#### Text section
------

This is the poem that got me started writing poetry on my own time. In previous classes over the years we had written poems, usually following a form or writing haikus and limericks. Those were good ways of being introduced to poetry, but they didn’t seem to be very personal.
In May 1998, near the end of eighth grade, I was at home in the den/family room. I remember Mom called out asking me to bring her the newspaper or something. So I got up and walked toward the kitchen as requested, and the next thing I knew I was on the ground. I had blacked out or something. They ran tests at the hospital, including an EKG, but no one could find anything to explain what actually happened. I was given a heart monitor to wear for 24 hours.
I didn’t fully understand the seriousness of what happened that weekend. I just knew I detested having to wear the monitor. But I just wrote down what I felt on paper.

------

#### Extracted records
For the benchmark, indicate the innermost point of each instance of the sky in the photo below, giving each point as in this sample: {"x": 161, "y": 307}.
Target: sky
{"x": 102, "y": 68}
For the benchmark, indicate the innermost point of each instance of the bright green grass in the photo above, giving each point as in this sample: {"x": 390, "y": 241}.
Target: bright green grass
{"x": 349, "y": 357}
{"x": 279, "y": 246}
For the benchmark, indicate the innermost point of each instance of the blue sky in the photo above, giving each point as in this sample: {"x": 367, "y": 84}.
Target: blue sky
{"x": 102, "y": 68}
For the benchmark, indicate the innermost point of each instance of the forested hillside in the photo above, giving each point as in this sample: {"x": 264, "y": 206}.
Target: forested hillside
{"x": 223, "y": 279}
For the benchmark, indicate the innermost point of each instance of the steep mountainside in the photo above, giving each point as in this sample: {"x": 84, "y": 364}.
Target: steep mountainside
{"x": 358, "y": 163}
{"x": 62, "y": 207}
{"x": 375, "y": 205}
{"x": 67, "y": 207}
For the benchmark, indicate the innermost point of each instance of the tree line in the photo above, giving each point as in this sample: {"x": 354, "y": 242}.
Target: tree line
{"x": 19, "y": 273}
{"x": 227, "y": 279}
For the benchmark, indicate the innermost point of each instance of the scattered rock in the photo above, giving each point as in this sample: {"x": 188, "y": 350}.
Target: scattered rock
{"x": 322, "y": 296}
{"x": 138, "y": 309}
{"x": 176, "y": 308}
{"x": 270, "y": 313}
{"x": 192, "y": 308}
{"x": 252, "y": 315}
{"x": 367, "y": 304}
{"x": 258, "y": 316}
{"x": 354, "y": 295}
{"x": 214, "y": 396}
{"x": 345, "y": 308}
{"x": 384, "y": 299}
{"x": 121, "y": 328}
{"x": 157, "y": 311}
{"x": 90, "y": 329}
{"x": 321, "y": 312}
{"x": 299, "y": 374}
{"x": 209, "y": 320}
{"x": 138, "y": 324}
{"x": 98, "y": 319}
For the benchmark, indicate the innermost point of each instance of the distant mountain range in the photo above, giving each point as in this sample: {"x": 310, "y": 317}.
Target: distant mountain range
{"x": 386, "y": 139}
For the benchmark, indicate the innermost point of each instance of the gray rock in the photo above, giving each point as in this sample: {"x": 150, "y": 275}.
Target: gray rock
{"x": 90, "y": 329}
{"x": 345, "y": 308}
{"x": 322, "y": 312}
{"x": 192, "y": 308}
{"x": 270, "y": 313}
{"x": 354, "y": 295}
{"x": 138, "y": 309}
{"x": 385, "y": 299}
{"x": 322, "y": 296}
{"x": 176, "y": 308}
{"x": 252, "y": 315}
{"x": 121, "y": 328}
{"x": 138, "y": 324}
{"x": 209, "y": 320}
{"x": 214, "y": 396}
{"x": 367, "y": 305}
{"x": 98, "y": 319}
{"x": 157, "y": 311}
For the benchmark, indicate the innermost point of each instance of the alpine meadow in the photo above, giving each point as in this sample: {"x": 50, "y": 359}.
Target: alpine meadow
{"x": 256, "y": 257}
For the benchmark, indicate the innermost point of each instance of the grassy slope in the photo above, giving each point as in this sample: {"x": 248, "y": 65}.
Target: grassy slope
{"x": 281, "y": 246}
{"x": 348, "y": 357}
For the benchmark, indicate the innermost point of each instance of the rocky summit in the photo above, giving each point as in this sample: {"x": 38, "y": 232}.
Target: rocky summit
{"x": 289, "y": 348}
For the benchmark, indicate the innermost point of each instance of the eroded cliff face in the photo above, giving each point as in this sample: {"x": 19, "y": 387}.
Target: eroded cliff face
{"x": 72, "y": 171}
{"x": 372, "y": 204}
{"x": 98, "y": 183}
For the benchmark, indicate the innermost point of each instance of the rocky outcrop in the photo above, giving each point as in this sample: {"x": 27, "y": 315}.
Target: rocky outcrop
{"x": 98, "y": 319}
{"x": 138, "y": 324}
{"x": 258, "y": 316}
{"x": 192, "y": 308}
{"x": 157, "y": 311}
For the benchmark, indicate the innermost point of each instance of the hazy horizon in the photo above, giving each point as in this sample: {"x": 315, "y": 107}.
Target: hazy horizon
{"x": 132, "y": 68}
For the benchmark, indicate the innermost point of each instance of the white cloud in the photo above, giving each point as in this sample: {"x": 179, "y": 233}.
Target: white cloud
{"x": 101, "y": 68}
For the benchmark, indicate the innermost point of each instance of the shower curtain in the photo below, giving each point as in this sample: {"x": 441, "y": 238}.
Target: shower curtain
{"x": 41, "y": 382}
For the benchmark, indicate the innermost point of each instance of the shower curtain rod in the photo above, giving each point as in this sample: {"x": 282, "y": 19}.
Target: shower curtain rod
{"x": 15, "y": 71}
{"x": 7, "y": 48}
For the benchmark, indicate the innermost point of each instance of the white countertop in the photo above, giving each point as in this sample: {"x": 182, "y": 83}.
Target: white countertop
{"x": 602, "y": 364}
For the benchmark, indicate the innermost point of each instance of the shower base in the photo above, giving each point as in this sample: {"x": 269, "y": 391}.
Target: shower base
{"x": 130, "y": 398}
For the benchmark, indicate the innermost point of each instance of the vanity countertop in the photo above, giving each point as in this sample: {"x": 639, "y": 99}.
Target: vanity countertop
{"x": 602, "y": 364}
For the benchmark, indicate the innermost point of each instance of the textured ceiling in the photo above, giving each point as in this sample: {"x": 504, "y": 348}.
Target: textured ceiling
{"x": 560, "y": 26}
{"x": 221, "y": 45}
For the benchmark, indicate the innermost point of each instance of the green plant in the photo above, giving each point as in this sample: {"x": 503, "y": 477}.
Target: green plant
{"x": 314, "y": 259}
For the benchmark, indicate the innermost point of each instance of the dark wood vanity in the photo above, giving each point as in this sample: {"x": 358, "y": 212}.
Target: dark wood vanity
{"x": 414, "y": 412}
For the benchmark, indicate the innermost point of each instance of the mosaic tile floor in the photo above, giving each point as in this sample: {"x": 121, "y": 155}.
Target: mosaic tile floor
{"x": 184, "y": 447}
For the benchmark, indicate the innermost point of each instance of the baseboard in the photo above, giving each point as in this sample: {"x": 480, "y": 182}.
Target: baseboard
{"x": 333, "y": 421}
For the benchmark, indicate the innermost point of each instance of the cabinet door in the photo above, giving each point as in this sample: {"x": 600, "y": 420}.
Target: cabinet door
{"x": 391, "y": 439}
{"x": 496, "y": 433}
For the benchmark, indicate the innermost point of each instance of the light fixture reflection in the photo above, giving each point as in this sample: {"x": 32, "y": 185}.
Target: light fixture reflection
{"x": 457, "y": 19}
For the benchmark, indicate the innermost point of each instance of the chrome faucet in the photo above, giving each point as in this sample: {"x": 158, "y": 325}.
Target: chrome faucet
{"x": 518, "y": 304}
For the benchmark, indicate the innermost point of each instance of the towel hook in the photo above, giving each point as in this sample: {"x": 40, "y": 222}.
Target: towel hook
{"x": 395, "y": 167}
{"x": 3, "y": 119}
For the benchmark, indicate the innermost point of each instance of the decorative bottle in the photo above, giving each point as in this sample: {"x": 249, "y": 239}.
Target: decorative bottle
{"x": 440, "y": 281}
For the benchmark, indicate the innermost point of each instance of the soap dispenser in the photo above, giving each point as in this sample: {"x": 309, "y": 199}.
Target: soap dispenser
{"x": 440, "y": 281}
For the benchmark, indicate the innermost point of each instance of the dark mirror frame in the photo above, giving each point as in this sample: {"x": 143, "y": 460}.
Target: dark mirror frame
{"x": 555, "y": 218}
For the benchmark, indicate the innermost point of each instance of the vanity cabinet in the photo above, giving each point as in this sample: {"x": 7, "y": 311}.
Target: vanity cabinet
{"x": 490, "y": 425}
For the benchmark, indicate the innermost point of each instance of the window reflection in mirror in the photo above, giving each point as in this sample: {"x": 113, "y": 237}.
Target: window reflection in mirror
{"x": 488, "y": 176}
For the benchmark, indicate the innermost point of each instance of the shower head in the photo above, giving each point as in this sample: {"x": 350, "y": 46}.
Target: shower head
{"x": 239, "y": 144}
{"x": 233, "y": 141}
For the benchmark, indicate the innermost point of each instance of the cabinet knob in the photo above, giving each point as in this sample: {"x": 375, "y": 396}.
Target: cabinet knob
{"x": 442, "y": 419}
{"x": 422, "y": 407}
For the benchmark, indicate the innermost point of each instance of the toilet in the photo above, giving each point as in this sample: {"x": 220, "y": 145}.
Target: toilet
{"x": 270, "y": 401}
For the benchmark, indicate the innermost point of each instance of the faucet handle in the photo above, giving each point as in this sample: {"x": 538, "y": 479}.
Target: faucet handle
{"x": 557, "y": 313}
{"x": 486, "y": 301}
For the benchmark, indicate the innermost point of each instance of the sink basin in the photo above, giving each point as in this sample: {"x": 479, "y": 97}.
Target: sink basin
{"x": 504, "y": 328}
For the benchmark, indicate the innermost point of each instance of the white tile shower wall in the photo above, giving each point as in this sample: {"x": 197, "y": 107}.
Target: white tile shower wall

------

#### Exercise requirements
- A) Return the portion of the passage that begins with the words containing "In May 1998, near" and ends with "felt on paper.".
- B) According to the passage, for how long was the heart monitor to be worn?
None of the rows is needed for this work.

#### Answers to the exercise
- A)
In May 1998, near the end of eighth grade, I was at home in the den/family room. I remember Mom called out asking me to bring her the newspaper or something. So I got up and walked toward the kitchen as requested, and the next thing I knew I was on the ground. I had blacked out or something. They ran tests at the hospital, including an EKG, but no one could find anything to explain what actually happened. I was given a heart monitor to wear for 24 hours.
I didn’t fully understand the seriousness of what happened that weekend. I just knew I detested having to wear the monitor. But I just wrote down what I felt on paper.

- B) 24 hours